### [Exercise task]
How many lines in the entries below contain the word "surface"? Reply with the number only.

☆ ☆ ☆ ☆ ☆

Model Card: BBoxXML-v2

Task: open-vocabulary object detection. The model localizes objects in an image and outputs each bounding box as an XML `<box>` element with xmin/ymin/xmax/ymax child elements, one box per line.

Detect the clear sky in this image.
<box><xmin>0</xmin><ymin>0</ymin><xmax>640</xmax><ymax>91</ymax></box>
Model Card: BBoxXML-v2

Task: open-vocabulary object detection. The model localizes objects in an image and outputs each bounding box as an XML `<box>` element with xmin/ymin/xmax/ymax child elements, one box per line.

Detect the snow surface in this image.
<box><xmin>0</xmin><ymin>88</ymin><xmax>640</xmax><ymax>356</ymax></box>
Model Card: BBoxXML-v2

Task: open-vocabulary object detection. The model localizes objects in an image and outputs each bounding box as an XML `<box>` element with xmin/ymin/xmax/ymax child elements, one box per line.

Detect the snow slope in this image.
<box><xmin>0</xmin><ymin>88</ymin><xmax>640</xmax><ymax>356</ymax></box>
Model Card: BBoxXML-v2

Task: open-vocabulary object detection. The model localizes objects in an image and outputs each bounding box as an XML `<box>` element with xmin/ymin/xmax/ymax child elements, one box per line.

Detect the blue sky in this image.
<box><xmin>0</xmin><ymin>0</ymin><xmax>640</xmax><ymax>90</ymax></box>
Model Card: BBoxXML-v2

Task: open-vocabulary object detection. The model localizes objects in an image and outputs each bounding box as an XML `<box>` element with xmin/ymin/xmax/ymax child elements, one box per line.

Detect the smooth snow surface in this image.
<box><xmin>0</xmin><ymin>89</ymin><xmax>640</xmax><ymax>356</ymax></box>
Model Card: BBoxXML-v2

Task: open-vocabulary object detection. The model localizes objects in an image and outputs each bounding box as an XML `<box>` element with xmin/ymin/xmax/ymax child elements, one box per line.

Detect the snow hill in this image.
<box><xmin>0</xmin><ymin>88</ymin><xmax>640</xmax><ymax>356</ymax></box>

☆ ☆ ☆ ☆ ☆

### [Task result]
2